Zu erledigende Aufgaben:
A) Schreiben Sie aus dem Textauszug über das Schweizer Erbrecht alles von „Das bedeutet also, man“ bis hinunter zu „des Vorverstorbenen ein.“ wortgetreu ab.
B) Beantworten Sie anhand des Textauszugs über das Schweizer Erbrecht die folgenden Fragen kurz:
(i) Nach welchem Artikel des ZGB unterliegen Zuwendungen, die auf Anrechnung an den Erbteil ausgezahlt wurden, der Herabsetzung?
(ii) Welche Frage wurde laut dem Textauszug bisher nicht vom Bundesgericht geklärt?
(iii) Welchen Sinn haben Wiederverheiratungsklauseln?

Zitierter Textauszug:
Das Schweizer Recht: Nach ZGB Art. 527 unterliegen der Herabsetzung die Zuwendungen, die auf Anrechnung an den Erbteil ausgezahlt wurden. Nach Art. 626 ZGB besteht ausserdem unter gesetzlichen Erben die Ausgleichspflicht auf alles, was ihnen der Erblasser bei Lebzeiten auf Anrechnung an ihren Erbanteil zugewendet hat. Unter Nachkommen gilt das, wenn der Erblasser nicht ausdrücklich das Gegenteil verfügt und damit ein Kind willentlich begünstigt hat. Unklar ist, ob Vorbezüge gegenüber einem Ehepartner anzurechnen sind, wenn sie vor der betreffenden Ehe bezogen wurden. Diese Frage wurde bisher nicht vom Bundesgericht geklärt, es besteht also eine Rechtslücke. Deswegen sollte man diese Frage im Erbvertrag oder Testament regeln.

Das bedeutet also, man muss die Anrechenbarkeit der Vorbezüge regeln, und zwar auch gegenüber allfälligen neuen Ehepartnern? Soll man es also in die Wiederverheiratungsklausel einbauen?

Die Wiederverheiratungsklauseln haben den Sinn, dass der überlebende Ehepartner seine starke Rechtsposition verlieren soll. Damit ändert man die Bestimmung, dass der überlebende Ehepartner Vorerbe und die Kinder Nacherben sind. Man setzt die Kinder dadurch wieder zu Erben des Vorverstorbenen ein.

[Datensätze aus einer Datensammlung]
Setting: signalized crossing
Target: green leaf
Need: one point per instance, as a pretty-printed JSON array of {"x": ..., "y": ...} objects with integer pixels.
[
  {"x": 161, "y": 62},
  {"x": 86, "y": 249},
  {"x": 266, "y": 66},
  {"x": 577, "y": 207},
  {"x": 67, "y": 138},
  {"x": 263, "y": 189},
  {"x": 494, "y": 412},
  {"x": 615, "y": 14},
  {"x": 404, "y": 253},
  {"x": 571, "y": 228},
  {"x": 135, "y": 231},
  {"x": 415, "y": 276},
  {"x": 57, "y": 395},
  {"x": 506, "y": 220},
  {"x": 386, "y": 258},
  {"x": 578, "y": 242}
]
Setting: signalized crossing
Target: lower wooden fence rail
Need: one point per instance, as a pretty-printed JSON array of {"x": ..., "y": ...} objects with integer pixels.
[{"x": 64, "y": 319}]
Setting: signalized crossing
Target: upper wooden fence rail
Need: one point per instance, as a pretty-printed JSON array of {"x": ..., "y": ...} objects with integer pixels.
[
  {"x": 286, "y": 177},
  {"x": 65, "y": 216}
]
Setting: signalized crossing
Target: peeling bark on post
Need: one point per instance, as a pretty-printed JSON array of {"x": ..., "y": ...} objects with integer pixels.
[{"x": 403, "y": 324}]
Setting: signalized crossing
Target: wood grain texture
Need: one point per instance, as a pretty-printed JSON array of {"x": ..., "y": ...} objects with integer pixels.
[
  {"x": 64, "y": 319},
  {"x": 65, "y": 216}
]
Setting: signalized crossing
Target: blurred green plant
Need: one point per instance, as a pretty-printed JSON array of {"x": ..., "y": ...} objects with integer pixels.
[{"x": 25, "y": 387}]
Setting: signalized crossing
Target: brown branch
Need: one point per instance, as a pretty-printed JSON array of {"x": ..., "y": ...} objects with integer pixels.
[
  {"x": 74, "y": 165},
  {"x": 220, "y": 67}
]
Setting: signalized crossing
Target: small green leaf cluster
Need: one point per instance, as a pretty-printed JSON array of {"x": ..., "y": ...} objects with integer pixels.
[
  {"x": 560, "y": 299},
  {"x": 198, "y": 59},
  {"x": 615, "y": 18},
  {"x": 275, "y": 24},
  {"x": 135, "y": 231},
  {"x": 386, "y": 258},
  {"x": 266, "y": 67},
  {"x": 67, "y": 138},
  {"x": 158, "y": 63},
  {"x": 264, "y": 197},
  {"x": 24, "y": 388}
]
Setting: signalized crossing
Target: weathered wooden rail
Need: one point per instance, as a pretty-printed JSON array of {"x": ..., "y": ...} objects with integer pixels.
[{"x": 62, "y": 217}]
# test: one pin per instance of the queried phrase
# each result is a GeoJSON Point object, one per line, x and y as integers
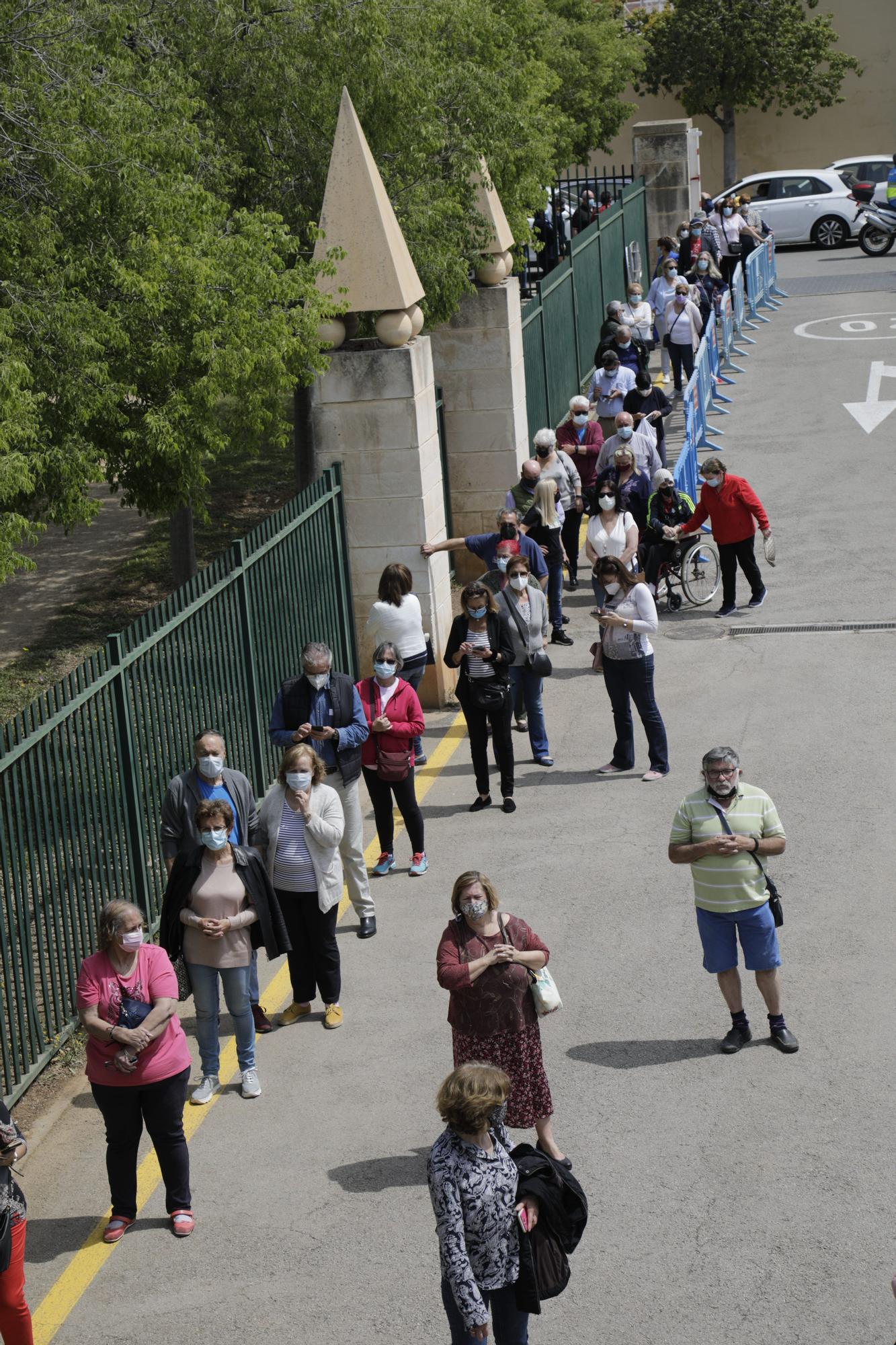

Ergebnisse je Aufgabe:
A)
Das bedeutet also, man muss die Anrechenbarkeit der Vorbezüge regeln, und zwar auch gegenüber allfälligen neuen Ehepartnern? Soll man es also in die Wiederverheiratungsklausel einbauen?

Die Wiederverheiratungsklauseln haben den Sinn, dass der überlebende Ehepartner seine starke Rechtsposition verlieren soll. Damit ändert man die Bestimmung, dass der überlebende Ehepartner Vorerbe und die Kinder Nacherben sind. Man setzt die Kinder dadurch wieder zu Erben des Vorverstorbenen ein.

B)
(i) Nach Art. 527 ZGB.
(ii) Ob Vorbezüge gegenüber einem Ehepartner anzurechnen sind, wenn sie vor der betreffenden Ehe bezogen wurden.
(iii) Der überlebende Ehepartner soll seine starke Rechtsposition verlieren.